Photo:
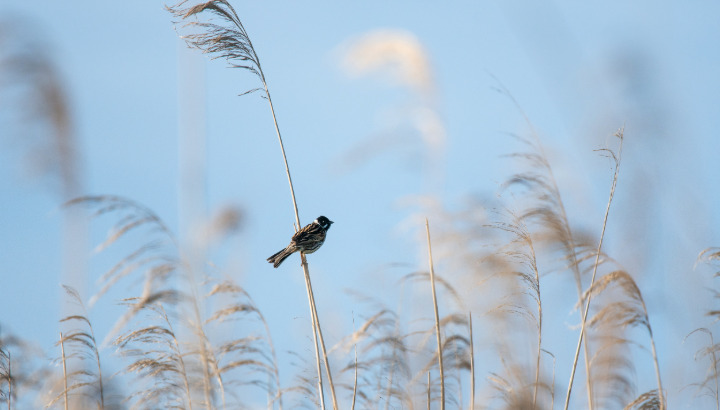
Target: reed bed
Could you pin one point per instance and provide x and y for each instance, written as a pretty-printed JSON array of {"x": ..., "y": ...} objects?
[{"x": 467, "y": 329}]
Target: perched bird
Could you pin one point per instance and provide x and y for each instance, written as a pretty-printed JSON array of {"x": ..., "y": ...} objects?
[{"x": 307, "y": 240}]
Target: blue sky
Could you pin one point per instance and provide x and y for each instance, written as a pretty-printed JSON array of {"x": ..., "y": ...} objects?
[{"x": 578, "y": 71}]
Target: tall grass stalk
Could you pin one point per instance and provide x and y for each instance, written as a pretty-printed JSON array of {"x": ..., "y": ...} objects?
[
  {"x": 62, "y": 352},
  {"x": 437, "y": 319},
  {"x": 552, "y": 213},
  {"x": 616, "y": 159},
  {"x": 233, "y": 43},
  {"x": 472, "y": 365}
]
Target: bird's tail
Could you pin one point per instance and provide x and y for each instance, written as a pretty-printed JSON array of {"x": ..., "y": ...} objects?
[{"x": 279, "y": 257}]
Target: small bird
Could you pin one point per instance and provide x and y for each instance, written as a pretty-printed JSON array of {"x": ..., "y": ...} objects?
[{"x": 307, "y": 240}]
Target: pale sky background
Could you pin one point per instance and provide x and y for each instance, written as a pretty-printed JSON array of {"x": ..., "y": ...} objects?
[{"x": 578, "y": 71}]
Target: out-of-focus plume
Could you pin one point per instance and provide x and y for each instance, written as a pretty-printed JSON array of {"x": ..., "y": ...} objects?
[{"x": 400, "y": 58}]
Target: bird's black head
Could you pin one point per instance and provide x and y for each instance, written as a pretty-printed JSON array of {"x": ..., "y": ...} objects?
[{"x": 324, "y": 222}]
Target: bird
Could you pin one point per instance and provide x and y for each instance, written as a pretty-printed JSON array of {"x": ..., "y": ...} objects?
[{"x": 307, "y": 240}]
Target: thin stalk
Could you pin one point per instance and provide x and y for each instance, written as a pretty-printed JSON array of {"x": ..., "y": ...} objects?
[
  {"x": 428, "y": 390},
  {"x": 352, "y": 407},
  {"x": 10, "y": 379},
  {"x": 592, "y": 280},
  {"x": 313, "y": 318},
  {"x": 319, "y": 332},
  {"x": 437, "y": 319},
  {"x": 472, "y": 365},
  {"x": 62, "y": 351},
  {"x": 97, "y": 359},
  {"x": 570, "y": 246},
  {"x": 316, "y": 322},
  {"x": 661, "y": 395},
  {"x": 180, "y": 358}
]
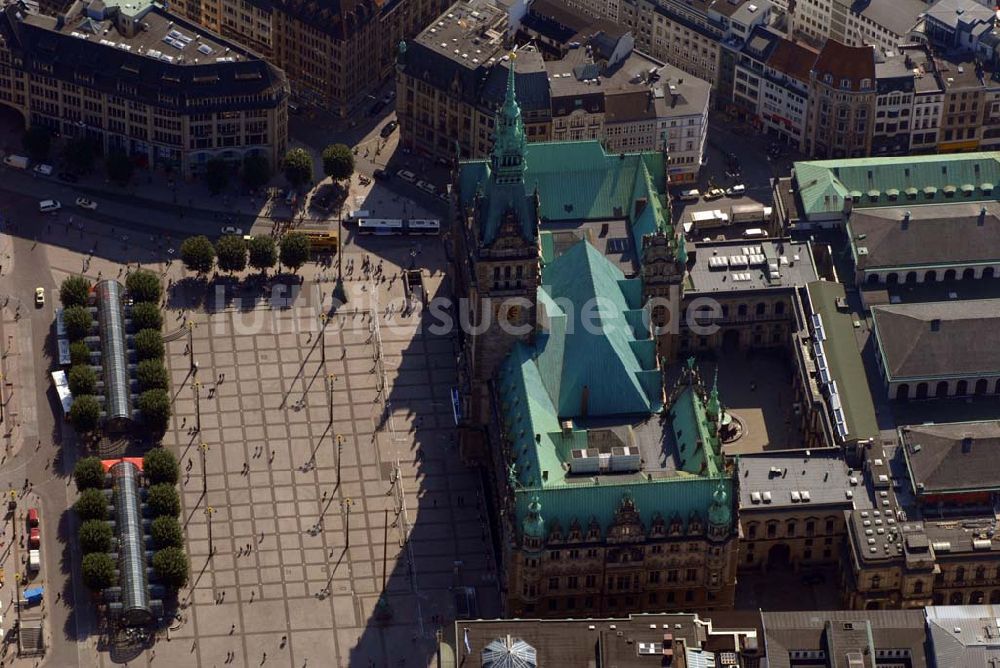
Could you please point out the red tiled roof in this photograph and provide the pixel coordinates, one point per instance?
(846, 62)
(793, 59)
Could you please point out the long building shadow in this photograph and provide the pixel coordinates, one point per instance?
(439, 521)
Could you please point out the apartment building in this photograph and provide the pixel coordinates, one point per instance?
(884, 24)
(334, 55)
(141, 80)
(842, 101)
(689, 35)
(451, 81)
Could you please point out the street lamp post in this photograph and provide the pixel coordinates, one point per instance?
(204, 467)
(330, 379)
(191, 346)
(340, 454)
(209, 510)
(347, 503)
(197, 406)
(322, 337)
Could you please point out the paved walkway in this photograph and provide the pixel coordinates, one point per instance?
(299, 524)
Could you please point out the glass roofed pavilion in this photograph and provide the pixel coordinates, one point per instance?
(136, 607)
(599, 470)
(114, 355)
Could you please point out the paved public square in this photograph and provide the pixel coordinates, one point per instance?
(299, 524)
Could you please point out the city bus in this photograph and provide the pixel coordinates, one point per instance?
(423, 226)
(380, 226)
(322, 242)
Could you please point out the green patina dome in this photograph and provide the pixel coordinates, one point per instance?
(533, 525)
(719, 512)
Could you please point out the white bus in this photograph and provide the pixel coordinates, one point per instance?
(423, 226)
(380, 226)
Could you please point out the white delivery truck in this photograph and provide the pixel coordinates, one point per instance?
(16, 161)
(750, 213)
(707, 219)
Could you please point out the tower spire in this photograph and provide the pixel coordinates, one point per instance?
(509, 143)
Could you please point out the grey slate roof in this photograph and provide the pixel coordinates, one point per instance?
(964, 636)
(941, 459)
(842, 633)
(946, 235)
(939, 339)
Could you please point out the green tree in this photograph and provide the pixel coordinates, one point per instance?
(89, 473)
(37, 142)
(91, 505)
(295, 249)
(232, 253)
(338, 162)
(95, 536)
(171, 566)
(79, 154)
(256, 171)
(297, 167)
(160, 465)
(217, 173)
(98, 570)
(85, 413)
(166, 532)
(78, 321)
(144, 286)
(147, 315)
(82, 380)
(149, 344)
(162, 499)
(198, 254)
(155, 407)
(152, 375)
(79, 353)
(119, 167)
(74, 291)
(263, 253)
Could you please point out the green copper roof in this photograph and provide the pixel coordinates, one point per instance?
(595, 361)
(681, 497)
(926, 179)
(574, 181)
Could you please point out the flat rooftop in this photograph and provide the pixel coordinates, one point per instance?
(746, 266)
(468, 32)
(798, 479)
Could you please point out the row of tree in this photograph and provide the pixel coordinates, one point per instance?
(233, 253)
(96, 537)
(147, 320)
(80, 154)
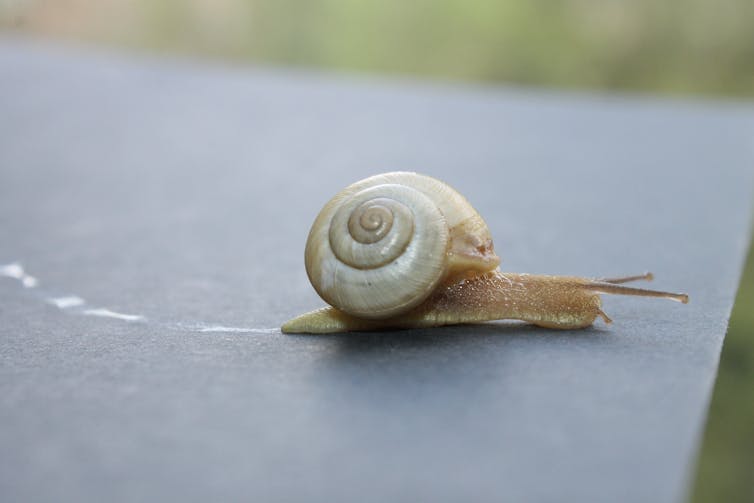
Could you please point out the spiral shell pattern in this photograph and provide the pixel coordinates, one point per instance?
(382, 245)
(377, 251)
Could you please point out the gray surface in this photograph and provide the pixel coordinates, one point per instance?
(183, 193)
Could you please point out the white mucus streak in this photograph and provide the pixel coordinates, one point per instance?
(106, 313)
(66, 302)
(220, 328)
(16, 271)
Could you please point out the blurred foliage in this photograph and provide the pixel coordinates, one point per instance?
(670, 47)
(726, 464)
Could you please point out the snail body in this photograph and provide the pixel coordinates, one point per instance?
(404, 250)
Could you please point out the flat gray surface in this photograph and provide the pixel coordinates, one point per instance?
(183, 193)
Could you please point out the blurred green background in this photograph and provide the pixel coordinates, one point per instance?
(669, 47)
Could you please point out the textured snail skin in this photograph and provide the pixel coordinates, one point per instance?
(371, 286)
(558, 302)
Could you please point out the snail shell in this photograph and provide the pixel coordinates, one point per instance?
(381, 246)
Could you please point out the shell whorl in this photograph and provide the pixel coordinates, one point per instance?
(380, 246)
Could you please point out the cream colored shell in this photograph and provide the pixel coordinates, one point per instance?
(381, 246)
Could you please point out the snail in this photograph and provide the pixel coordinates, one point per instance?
(404, 250)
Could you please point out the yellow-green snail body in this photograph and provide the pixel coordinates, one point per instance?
(404, 250)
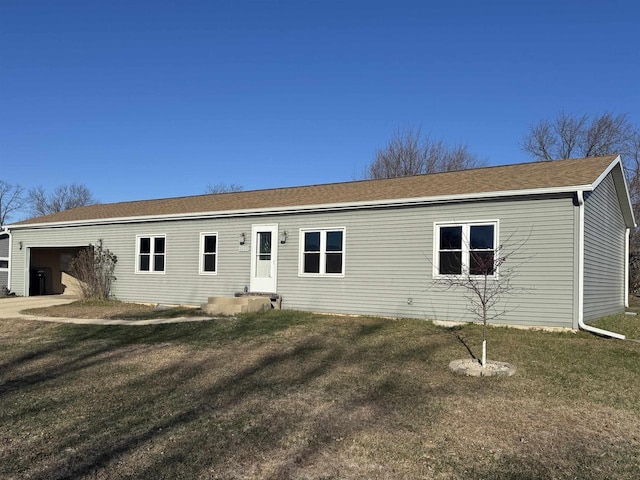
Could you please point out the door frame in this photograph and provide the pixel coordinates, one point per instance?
(258, 284)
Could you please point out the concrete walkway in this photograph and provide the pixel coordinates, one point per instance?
(12, 306)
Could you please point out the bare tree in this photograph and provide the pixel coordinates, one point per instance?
(410, 152)
(580, 136)
(222, 187)
(64, 197)
(487, 280)
(94, 268)
(11, 200)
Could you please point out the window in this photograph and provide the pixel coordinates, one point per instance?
(465, 248)
(322, 252)
(209, 253)
(151, 253)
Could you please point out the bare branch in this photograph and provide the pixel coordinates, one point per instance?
(64, 197)
(11, 200)
(222, 187)
(410, 152)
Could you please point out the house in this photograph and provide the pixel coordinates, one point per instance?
(365, 247)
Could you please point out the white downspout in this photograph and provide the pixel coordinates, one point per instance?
(627, 233)
(581, 323)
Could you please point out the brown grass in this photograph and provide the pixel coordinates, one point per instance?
(111, 309)
(291, 395)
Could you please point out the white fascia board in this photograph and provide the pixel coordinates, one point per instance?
(617, 162)
(399, 202)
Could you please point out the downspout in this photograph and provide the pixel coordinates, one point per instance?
(10, 257)
(581, 324)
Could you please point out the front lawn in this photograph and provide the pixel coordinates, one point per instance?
(294, 395)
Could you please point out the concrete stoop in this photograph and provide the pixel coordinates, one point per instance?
(236, 305)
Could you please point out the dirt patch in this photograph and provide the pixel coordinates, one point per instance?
(472, 368)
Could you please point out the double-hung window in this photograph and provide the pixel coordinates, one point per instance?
(322, 252)
(465, 248)
(208, 253)
(151, 254)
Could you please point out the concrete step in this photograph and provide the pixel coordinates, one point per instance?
(236, 305)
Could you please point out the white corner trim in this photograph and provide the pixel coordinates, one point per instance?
(626, 267)
(581, 324)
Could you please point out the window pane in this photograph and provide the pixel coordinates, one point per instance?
(334, 263)
(265, 242)
(312, 242)
(450, 238)
(209, 263)
(311, 263)
(481, 236)
(334, 241)
(210, 244)
(158, 245)
(450, 263)
(481, 263)
(158, 263)
(145, 245)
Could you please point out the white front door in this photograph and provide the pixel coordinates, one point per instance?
(264, 258)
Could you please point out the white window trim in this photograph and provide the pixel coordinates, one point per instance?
(137, 261)
(202, 253)
(323, 251)
(465, 245)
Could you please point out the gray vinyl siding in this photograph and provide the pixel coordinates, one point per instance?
(604, 252)
(4, 246)
(388, 260)
(4, 253)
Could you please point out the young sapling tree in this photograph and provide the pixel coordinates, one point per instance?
(485, 272)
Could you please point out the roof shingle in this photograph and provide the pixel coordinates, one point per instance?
(524, 176)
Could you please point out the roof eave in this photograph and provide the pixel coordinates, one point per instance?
(309, 208)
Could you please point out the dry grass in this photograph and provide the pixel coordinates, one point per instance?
(111, 309)
(291, 395)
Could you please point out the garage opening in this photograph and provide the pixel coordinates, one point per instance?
(49, 271)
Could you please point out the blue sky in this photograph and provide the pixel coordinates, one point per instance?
(150, 99)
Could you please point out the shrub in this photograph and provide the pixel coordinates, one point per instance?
(94, 267)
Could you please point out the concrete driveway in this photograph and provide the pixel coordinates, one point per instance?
(10, 307)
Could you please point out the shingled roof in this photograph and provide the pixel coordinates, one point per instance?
(465, 183)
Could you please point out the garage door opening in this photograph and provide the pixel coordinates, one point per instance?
(49, 271)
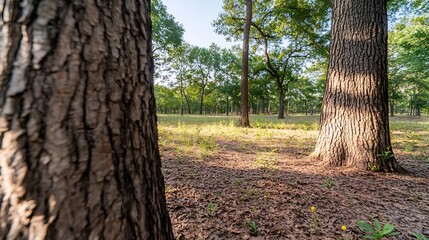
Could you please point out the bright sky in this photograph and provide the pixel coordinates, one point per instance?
(196, 17)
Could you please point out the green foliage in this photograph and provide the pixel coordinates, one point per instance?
(419, 236)
(266, 160)
(377, 230)
(330, 183)
(166, 32)
(253, 227)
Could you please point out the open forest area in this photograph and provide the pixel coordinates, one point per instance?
(227, 182)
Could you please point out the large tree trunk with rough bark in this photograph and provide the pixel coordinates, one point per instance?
(79, 153)
(354, 127)
(244, 84)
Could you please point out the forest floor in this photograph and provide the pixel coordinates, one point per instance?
(225, 182)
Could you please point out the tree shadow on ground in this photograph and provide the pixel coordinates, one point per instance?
(218, 197)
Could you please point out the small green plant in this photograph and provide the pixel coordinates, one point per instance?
(330, 183)
(267, 160)
(211, 209)
(378, 231)
(419, 236)
(253, 227)
(313, 219)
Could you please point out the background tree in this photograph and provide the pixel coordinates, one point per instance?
(408, 59)
(354, 125)
(281, 31)
(79, 152)
(245, 67)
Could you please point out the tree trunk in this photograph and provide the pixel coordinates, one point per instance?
(245, 67)
(392, 107)
(79, 150)
(227, 105)
(354, 129)
(281, 104)
(188, 104)
(202, 99)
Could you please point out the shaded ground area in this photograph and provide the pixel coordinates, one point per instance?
(263, 189)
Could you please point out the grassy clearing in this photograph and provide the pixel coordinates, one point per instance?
(200, 136)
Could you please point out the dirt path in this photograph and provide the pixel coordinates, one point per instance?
(223, 196)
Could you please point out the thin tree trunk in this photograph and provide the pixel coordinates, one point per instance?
(281, 114)
(79, 153)
(188, 103)
(354, 129)
(202, 99)
(245, 67)
(227, 105)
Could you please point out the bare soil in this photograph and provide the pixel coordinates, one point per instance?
(219, 197)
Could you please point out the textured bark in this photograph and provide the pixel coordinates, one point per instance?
(79, 151)
(245, 68)
(354, 128)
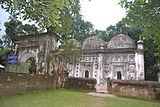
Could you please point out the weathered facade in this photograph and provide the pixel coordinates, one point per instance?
(120, 58)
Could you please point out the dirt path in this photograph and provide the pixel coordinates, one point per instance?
(100, 100)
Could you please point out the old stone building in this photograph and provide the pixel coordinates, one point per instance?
(120, 58)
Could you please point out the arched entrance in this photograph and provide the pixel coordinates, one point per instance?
(31, 65)
(119, 75)
(86, 74)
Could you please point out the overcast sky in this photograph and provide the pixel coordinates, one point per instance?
(101, 13)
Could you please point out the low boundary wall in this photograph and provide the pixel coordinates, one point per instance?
(135, 88)
(13, 83)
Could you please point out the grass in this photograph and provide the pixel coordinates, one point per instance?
(66, 98)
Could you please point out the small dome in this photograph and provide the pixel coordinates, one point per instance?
(75, 42)
(93, 42)
(121, 41)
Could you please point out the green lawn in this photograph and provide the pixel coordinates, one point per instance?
(66, 98)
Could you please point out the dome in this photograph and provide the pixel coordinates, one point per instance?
(93, 42)
(75, 42)
(121, 41)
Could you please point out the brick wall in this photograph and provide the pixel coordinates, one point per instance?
(13, 83)
(138, 89)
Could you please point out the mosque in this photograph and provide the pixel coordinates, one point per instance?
(120, 58)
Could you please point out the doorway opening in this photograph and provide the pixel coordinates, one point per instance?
(86, 74)
(119, 75)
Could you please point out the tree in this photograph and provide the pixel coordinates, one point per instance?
(13, 27)
(144, 14)
(46, 13)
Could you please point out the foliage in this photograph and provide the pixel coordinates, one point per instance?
(46, 13)
(144, 14)
(4, 52)
(13, 27)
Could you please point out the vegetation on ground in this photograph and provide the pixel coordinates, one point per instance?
(66, 98)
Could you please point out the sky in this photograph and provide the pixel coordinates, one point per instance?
(101, 13)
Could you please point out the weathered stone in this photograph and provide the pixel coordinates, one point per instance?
(117, 59)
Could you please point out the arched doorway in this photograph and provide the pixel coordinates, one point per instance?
(119, 75)
(86, 74)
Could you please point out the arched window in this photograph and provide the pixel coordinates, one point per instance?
(86, 74)
(119, 76)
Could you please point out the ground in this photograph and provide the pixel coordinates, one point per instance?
(68, 98)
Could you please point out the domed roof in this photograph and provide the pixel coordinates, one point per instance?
(75, 42)
(93, 42)
(121, 41)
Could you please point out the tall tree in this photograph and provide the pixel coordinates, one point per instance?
(46, 13)
(13, 27)
(144, 14)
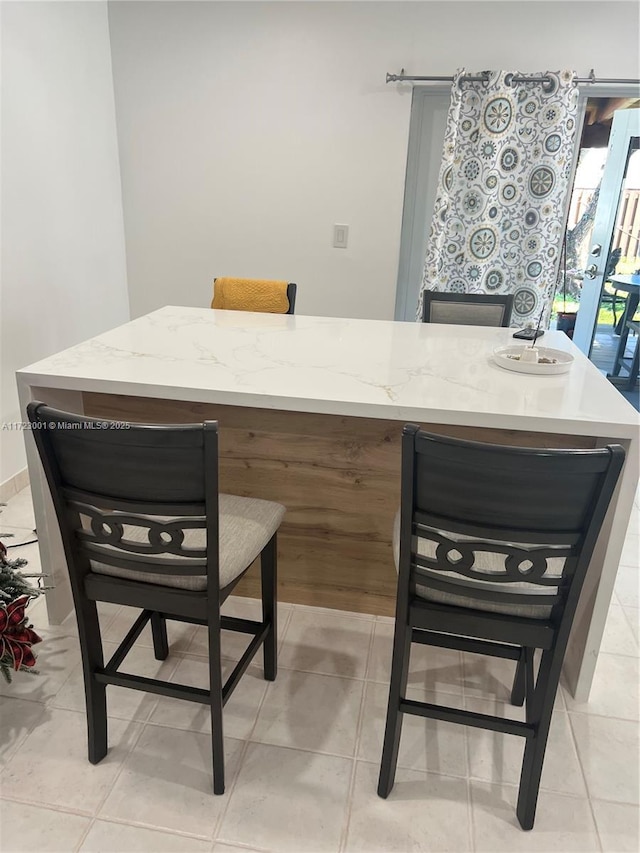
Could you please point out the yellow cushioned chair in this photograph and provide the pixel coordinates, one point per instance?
(254, 294)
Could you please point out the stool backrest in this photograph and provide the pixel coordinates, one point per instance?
(509, 525)
(127, 495)
(467, 309)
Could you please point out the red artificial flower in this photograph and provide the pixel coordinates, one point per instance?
(16, 638)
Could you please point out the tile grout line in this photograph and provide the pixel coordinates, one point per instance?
(354, 766)
(586, 784)
(247, 741)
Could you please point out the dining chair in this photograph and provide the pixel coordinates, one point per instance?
(143, 525)
(467, 309)
(492, 545)
(254, 294)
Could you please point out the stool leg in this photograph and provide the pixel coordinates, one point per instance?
(215, 699)
(635, 365)
(269, 581)
(159, 634)
(95, 692)
(397, 689)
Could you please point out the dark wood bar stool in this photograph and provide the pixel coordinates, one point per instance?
(492, 546)
(143, 524)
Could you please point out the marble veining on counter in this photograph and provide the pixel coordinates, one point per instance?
(338, 366)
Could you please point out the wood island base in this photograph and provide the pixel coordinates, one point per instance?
(339, 478)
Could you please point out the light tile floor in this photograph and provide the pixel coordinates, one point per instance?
(302, 753)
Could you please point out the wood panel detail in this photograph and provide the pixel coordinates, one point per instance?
(339, 478)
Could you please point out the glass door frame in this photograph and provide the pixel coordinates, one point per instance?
(625, 126)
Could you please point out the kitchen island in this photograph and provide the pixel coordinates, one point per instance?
(311, 412)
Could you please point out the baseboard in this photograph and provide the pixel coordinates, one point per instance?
(13, 485)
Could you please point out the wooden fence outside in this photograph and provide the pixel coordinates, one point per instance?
(626, 235)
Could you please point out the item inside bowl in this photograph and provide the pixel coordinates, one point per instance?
(541, 359)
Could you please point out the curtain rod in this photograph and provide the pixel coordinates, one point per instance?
(483, 78)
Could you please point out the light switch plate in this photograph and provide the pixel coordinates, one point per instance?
(340, 236)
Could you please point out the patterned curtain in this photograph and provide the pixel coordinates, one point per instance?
(498, 221)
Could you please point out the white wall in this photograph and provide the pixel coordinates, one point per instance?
(63, 269)
(247, 129)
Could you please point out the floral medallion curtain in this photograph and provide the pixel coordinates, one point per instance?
(498, 219)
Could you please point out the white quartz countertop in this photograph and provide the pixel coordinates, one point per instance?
(369, 368)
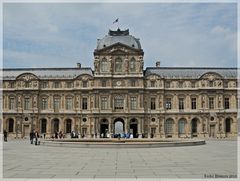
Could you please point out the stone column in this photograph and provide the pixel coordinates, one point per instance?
(125, 125)
(110, 127)
(139, 128)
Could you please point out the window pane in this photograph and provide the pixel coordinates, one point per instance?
(84, 103)
(104, 103)
(133, 102)
(118, 102)
(181, 127)
(118, 65)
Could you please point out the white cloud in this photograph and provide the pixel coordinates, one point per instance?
(189, 34)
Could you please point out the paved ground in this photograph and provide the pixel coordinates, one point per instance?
(23, 160)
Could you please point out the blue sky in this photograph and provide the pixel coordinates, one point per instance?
(62, 34)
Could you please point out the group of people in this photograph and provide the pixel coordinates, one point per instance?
(34, 137)
(57, 135)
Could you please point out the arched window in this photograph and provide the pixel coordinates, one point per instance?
(118, 102)
(118, 65)
(132, 66)
(10, 125)
(56, 125)
(181, 126)
(194, 125)
(68, 126)
(169, 126)
(43, 125)
(104, 65)
(228, 125)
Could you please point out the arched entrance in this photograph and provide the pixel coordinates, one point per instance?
(118, 126)
(181, 127)
(228, 125)
(133, 127)
(194, 127)
(169, 128)
(56, 125)
(104, 128)
(68, 126)
(10, 125)
(43, 126)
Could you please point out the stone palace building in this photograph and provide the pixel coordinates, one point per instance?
(120, 96)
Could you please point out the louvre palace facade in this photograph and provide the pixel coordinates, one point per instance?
(118, 95)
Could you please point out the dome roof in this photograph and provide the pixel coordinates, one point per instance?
(118, 36)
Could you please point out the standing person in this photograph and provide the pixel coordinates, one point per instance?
(36, 137)
(5, 135)
(31, 136)
(56, 135)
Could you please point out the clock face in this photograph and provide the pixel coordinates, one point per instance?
(119, 83)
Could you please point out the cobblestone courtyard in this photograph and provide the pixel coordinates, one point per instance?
____________
**Aim of the task**
Reproduce nothing but the lines from the line containing "Could you please point out the dome roof" to the last line of the data, each exactly as written.

**Exercise response**
Could you please point out the dome roof in this photograph and provide the pixel coordinates, one point per instance?
(118, 36)
Could you please point out the standing person in this photograph and provide the pixel coordinates, one point per instance?
(36, 137)
(5, 135)
(31, 136)
(56, 135)
Could you please point out the clock face in this photograph and provide the pixel coordinates, one point per instance?
(119, 83)
Could you please point out the cobblestone courtyard in this photograph and provide the pixel coordinates, one point per instance?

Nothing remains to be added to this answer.